What you have to do> Everything from the line with "Would you mind tagging the white" through the last line of the records below should be copied exactly, both ends included.

Record excerpts>

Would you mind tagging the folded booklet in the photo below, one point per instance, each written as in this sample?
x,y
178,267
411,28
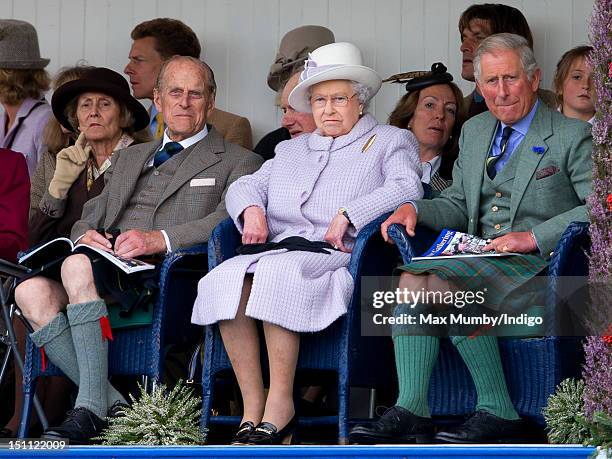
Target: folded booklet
x,y
60,248
455,244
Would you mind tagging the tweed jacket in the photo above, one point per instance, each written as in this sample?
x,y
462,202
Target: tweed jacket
x,y
14,194
300,191
553,178
548,97
25,135
51,218
187,213
235,129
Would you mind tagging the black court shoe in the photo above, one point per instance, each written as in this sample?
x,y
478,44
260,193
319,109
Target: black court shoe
x,y
242,435
267,433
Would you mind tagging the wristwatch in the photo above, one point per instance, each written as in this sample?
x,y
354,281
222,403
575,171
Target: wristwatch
x,y
342,211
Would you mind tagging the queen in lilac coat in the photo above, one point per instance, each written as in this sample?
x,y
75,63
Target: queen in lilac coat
x,y
323,186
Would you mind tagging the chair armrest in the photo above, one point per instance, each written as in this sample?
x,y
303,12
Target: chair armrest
x,y
411,246
364,237
571,254
223,242
567,275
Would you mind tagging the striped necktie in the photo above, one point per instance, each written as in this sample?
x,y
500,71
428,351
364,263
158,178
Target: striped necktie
x,y
503,146
169,150
159,128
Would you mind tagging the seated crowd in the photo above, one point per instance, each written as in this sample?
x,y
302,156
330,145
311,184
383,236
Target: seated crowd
x,y
510,162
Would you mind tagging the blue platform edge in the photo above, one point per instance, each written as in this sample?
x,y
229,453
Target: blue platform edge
x,y
309,452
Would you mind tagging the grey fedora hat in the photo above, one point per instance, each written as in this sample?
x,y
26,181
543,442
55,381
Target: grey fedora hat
x,y
293,51
19,46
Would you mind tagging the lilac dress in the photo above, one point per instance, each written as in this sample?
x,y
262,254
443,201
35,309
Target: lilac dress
x,y
300,191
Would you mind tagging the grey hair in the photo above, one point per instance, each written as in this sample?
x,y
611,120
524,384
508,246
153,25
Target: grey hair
x,y
361,91
506,41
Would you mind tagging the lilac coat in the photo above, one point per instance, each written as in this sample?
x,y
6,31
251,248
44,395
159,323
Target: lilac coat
x,y
25,135
300,191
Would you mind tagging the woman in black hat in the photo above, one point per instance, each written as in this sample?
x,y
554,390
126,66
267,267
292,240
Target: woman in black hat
x,y
94,104
433,110
98,108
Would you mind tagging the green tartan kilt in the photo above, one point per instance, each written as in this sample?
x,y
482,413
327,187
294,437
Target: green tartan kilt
x,y
508,280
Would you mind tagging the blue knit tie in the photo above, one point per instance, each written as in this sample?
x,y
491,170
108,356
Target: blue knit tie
x,y
503,145
169,150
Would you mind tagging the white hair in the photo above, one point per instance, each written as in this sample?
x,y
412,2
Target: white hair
x,y
506,41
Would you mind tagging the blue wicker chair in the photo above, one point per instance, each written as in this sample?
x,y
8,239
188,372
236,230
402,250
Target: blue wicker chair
x,y
357,360
141,350
533,366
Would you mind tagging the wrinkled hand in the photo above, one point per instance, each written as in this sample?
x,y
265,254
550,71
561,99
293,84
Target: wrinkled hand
x,y
94,239
134,243
404,215
518,242
255,226
70,162
336,231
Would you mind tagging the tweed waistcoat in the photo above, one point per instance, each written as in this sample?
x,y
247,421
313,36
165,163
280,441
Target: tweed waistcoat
x,y
495,200
150,187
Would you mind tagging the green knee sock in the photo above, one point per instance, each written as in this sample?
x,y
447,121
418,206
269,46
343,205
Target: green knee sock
x,y
92,354
415,357
481,355
56,338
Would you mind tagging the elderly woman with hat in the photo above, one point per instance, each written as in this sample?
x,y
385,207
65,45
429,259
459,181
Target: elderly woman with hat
x,y
299,216
292,52
98,110
23,82
433,110
64,180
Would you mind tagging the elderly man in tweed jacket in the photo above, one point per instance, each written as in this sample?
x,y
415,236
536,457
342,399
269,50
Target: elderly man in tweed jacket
x,y
523,174
162,199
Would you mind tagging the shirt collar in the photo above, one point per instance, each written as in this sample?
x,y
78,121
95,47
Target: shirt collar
x,y
430,168
189,141
522,126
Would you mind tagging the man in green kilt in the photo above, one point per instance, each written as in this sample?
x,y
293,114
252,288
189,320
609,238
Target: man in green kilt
x,y
523,174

Answer in full>
Would you mind tagging the white hair in the photo above, one point per instance, each written as in this sample?
x,y
412,2
Target: white hair
x,y
506,41
Would you mind tagging the blue wicker chair in the photo above, one point per instance, each written as in this sample?
x,y
8,239
188,372
236,230
402,250
Target: blue wicker chair
x,y
357,360
141,350
533,366
Would you mind tagging the wrinkled hand in the photo above, one point per instance, each written as in this sample?
x,y
265,254
550,71
561,99
293,84
Target: wrinkled hand
x,y
94,239
134,243
404,215
518,242
255,226
70,162
336,231
Would you mind tagging the tweed waistcoat in the photo above, one point per instance, each written as in this sample?
x,y
247,421
313,36
165,163
280,441
Target: tweed waistcoat
x,y
495,200
150,187
Would you mind tagging the green knee sock in the photo above, one point per instance, each written as in this sample?
x,y
447,121
418,206
269,46
343,205
Target: green knee sock
x,y
92,354
415,357
481,355
56,338
Would you mind tagging the elderly woman with hat in the photo above, one point per instance, each written as in this sample?
x,y
385,207
65,45
429,259
459,181
Target: elderly woman with hat
x,y
299,216
292,52
98,110
23,82
433,110
64,180
Would you mind tagging the elderly man in tweed jacket in the photo above, one point per instance, each written as in this sample?
x,y
415,236
536,457
342,399
269,50
Target: elderly man in tweed jacket
x,y
523,174
162,199
Would you mind tagging the shirt collar in the photo above, one point per instance, each written as in this sample?
x,y
78,121
95,47
Target: shirt collar
x,y
430,168
189,141
522,126
Would you mind tagging the man in green kilt in the photo above, one point per instance, each written as in this sample?
x,y
293,114
252,288
189,320
609,238
Target: man in green kilt
x,y
523,174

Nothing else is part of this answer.